Task objective :: Write out exactly the lines running from the line that includes "Put a dot on each instance of the colorful" to the end of the data, both ends included, and nothing besides.

Data ::
=====

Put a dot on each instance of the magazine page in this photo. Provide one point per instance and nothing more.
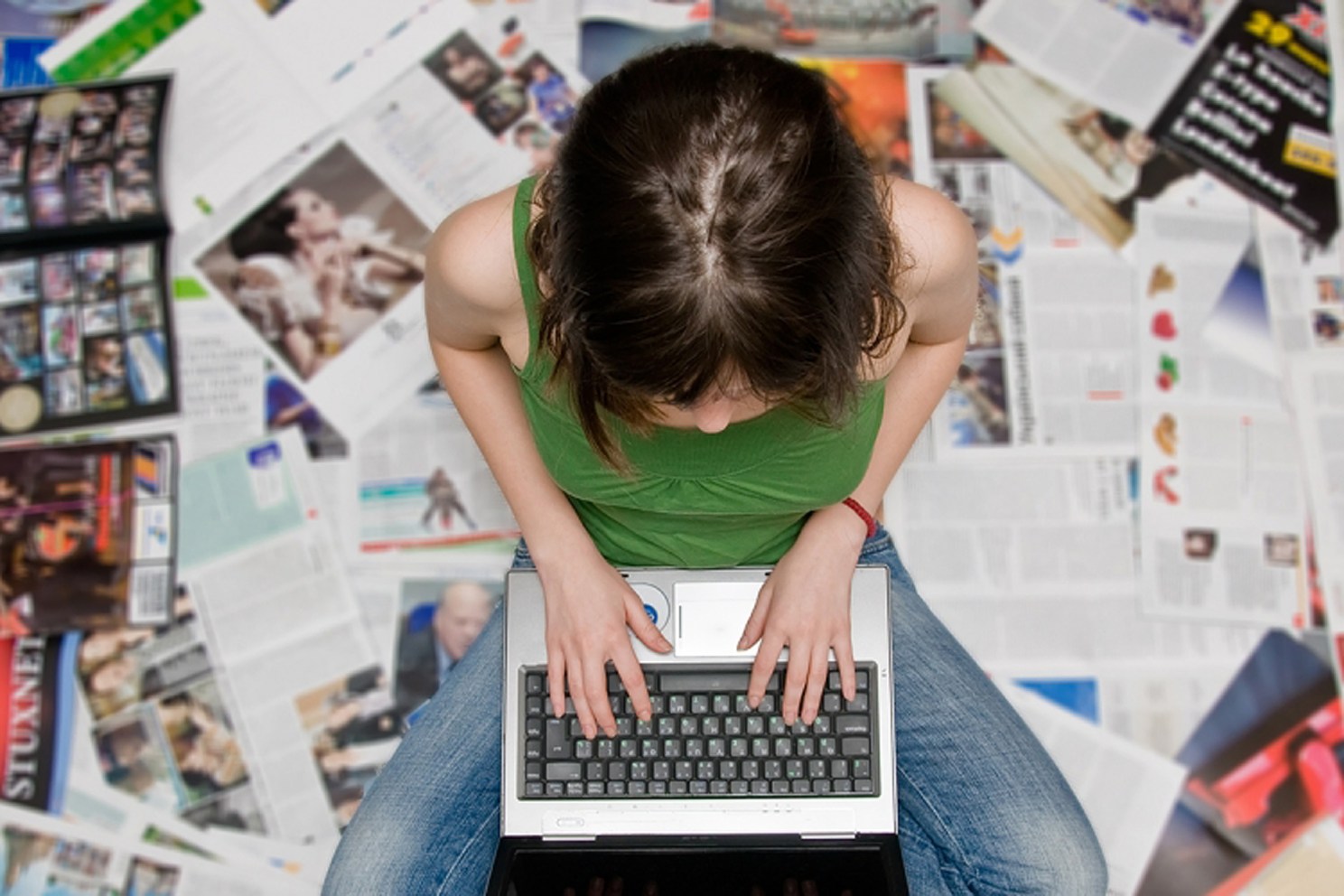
(245, 117)
(86, 336)
(90, 801)
(324, 256)
(1125, 790)
(611, 31)
(1316, 386)
(1010, 211)
(1049, 364)
(1262, 769)
(36, 678)
(421, 485)
(82, 160)
(1310, 862)
(160, 730)
(238, 118)
(222, 369)
(1124, 55)
(46, 854)
(88, 534)
(898, 30)
(1304, 286)
(324, 264)
(435, 622)
(1220, 481)
(477, 112)
(1255, 110)
(294, 661)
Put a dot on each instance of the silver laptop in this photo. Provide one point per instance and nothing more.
(705, 764)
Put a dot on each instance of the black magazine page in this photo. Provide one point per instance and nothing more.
(82, 162)
(1255, 110)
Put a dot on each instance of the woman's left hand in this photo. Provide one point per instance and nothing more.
(804, 605)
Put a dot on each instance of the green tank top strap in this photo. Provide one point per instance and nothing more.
(527, 278)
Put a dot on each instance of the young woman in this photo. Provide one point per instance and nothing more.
(707, 338)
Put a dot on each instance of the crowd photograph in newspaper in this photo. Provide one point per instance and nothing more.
(354, 725)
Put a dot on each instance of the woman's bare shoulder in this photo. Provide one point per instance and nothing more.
(472, 275)
(939, 254)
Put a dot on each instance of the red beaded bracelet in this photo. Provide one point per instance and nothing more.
(863, 515)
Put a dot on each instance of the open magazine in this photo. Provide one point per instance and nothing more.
(88, 534)
(85, 331)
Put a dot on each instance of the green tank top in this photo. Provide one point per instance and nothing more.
(694, 500)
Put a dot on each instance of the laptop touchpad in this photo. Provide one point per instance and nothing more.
(710, 617)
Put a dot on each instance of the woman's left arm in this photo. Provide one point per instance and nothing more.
(806, 602)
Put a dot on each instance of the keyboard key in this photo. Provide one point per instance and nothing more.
(851, 724)
(732, 681)
(854, 746)
(556, 744)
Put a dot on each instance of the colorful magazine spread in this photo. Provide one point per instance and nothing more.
(85, 328)
(88, 534)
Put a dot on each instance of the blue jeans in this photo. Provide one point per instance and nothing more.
(981, 807)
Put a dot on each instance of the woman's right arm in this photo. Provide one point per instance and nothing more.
(472, 301)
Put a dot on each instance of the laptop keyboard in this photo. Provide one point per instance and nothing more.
(703, 741)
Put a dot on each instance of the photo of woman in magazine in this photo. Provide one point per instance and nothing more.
(322, 261)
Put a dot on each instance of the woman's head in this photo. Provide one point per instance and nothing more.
(710, 226)
(289, 219)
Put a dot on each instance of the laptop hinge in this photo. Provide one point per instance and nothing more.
(569, 838)
(829, 835)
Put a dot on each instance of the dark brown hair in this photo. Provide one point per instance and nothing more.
(708, 215)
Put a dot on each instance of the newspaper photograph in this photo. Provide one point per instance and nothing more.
(421, 484)
(88, 534)
(47, 856)
(435, 623)
(1094, 163)
(1262, 763)
(479, 110)
(1304, 285)
(162, 731)
(320, 262)
(871, 98)
(280, 621)
(354, 725)
(611, 31)
(1125, 57)
(1220, 484)
(897, 28)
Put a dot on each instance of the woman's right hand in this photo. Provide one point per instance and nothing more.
(590, 611)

=====

The result ::
Put a dot on each instance of the colorful magazine spread in this photo. Provide one point per instance and nothing more.
(85, 328)
(88, 534)
Put a dot on each instance of the blue jeans in this photo. Provide one point per instance and nothing more.
(981, 807)
Put a dot on each instance of the woman's right arm in this photo. Provide one point per instance and nothing more.
(472, 301)
Put a dot on each instance of the laptop keyboard in this photo. Provide one point per instance and nothing more.
(703, 741)
Put a dot on each instance of the photo of woman in magazine in this photo. Provide one point per instance and nothing more.
(322, 261)
Put a dot on each instance of the woman's head in this photo. Provide one point per instance and nothing more.
(710, 226)
(289, 219)
Put a dot on each instance of the laptop hinge in this photo. Provide one point per instance and nothing more.
(569, 838)
(829, 835)
Put a dot on each instance of the dark brown hair in this photo. Provide one point per instance and nothing more.
(708, 215)
Put a dot on each instance of the newspaper photograph in this photo. Provide one point per instance and nothing more.
(421, 484)
(88, 534)
(47, 856)
(435, 623)
(1094, 163)
(1262, 763)
(479, 110)
(1304, 285)
(162, 731)
(320, 262)
(871, 98)
(280, 621)
(354, 725)
(611, 31)
(1125, 57)
(1220, 484)
(897, 28)
Put a dot on each instance of the woman's right hand in this photo. Provide one point per instance and nothing more.
(590, 611)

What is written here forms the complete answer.